Try it: Lines from the one containing "Might you point out the locomotive wheel" to the end of the entries below must be reproduced exactly, with both end lines kept and no other line added.

Input data:
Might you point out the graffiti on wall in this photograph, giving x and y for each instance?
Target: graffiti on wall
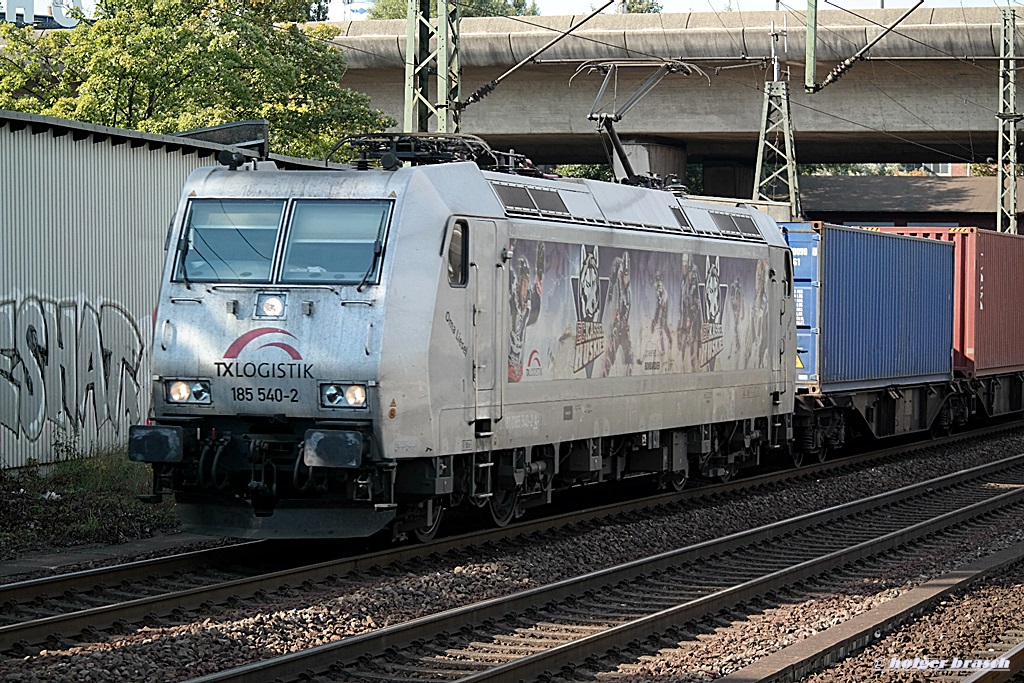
(74, 364)
(580, 311)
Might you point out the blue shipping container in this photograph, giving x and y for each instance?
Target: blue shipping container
(872, 309)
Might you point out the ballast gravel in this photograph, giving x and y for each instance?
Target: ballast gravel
(299, 619)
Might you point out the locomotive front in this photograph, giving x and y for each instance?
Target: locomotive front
(265, 354)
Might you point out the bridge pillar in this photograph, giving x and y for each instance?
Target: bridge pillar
(728, 178)
(650, 157)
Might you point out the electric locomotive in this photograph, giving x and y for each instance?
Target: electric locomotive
(341, 352)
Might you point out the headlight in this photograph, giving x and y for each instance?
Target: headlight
(343, 395)
(180, 392)
(331, 394)
(188, 391)
(356, 395)
(270, 305)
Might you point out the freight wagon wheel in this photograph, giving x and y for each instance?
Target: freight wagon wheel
(427, 534)
(502, 506)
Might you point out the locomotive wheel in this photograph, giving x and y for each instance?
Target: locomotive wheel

Solution for this exercise:
Might you point out the locomotive wheel in this photograph, giving x and y for each instance?
Target: locomotive wheel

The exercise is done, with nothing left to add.